- [Task description]:
As the answer, give every line of the records that includes the word "mulch".

- [Available data]:
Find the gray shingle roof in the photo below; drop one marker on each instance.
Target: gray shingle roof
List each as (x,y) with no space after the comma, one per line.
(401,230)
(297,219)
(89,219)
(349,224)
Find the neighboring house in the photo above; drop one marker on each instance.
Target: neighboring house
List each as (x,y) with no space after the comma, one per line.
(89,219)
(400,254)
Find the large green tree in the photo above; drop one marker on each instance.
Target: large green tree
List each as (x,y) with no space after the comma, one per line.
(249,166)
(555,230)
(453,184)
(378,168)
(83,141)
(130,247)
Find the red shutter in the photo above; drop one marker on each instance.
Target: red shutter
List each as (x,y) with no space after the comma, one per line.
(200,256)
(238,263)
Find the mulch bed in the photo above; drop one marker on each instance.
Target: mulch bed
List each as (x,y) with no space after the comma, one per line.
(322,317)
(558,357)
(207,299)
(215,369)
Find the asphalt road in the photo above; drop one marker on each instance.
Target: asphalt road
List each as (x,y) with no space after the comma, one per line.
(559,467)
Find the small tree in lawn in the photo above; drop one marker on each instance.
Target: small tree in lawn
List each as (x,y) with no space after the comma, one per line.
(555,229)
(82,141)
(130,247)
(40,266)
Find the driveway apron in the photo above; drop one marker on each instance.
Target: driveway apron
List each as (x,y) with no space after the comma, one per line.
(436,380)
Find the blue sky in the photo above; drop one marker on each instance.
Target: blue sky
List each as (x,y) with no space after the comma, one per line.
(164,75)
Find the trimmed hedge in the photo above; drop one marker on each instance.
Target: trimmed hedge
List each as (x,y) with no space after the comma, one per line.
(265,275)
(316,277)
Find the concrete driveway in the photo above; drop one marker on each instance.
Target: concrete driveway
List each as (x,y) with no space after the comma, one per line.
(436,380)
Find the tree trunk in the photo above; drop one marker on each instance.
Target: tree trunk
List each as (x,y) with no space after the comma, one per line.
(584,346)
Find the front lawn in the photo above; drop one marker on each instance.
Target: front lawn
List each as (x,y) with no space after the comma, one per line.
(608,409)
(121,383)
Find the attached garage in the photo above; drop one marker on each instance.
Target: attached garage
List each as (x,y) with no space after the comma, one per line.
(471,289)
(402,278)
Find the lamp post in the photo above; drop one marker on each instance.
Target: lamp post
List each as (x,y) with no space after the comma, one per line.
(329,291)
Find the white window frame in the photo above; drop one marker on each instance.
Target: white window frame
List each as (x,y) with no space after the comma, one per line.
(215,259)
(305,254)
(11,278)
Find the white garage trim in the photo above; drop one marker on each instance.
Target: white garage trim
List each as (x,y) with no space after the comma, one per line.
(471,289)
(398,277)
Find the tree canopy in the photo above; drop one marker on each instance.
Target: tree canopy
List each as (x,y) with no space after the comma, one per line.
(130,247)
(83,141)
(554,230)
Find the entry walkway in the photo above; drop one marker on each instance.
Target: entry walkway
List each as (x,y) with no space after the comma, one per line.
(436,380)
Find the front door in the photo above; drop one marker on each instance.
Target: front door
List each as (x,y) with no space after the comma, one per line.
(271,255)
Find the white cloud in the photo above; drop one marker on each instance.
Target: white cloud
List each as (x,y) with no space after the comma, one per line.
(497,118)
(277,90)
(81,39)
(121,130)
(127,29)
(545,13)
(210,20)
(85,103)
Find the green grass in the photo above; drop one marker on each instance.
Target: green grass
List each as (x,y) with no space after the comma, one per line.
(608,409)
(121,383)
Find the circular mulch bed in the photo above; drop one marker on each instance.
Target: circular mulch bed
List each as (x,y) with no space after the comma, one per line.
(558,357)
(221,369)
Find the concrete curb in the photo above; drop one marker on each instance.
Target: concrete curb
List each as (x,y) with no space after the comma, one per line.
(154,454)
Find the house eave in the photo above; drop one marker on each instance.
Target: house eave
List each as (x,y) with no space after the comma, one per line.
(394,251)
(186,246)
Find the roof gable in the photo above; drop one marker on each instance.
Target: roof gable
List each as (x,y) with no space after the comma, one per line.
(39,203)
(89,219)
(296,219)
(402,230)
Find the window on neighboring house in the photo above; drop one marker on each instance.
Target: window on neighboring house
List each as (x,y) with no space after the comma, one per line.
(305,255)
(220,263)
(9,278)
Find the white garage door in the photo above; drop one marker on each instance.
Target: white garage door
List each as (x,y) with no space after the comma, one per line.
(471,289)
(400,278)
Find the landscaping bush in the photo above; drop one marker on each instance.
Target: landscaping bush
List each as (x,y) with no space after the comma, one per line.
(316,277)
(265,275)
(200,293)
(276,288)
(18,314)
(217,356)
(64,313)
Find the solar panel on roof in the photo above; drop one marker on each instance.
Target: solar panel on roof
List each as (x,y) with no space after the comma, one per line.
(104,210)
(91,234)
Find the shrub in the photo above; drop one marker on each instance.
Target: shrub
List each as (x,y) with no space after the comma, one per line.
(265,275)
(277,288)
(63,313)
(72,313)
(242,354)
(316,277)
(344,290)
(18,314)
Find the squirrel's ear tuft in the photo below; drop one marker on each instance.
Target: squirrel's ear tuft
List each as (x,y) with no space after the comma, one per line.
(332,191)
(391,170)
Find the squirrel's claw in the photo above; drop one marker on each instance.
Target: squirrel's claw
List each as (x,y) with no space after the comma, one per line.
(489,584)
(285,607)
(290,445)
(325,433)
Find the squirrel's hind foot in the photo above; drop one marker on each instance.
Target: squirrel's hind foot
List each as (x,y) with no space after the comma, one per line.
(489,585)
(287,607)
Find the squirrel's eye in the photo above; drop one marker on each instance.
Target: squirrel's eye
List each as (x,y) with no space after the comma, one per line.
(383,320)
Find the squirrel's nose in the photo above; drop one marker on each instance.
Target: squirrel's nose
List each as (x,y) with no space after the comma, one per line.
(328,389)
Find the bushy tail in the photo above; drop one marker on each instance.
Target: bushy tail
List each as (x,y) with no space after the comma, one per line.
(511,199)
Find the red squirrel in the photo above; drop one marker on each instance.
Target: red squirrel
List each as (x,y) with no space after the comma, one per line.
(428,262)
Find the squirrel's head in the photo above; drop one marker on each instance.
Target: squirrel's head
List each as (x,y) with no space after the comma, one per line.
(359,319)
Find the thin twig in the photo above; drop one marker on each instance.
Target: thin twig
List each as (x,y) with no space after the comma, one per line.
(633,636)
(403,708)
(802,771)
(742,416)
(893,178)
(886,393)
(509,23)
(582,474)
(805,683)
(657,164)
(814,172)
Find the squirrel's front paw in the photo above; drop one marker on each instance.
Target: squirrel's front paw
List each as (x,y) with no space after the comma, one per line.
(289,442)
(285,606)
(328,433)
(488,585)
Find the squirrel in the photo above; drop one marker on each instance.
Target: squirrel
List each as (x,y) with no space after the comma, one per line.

- [Result for this task]:
Find the mulch bed in the photo above; drop one marker on each instance.
Target: mulch bed
Find the circular mulch bed in the photo above; drop one marker on each instance.
Target: circular mulch bed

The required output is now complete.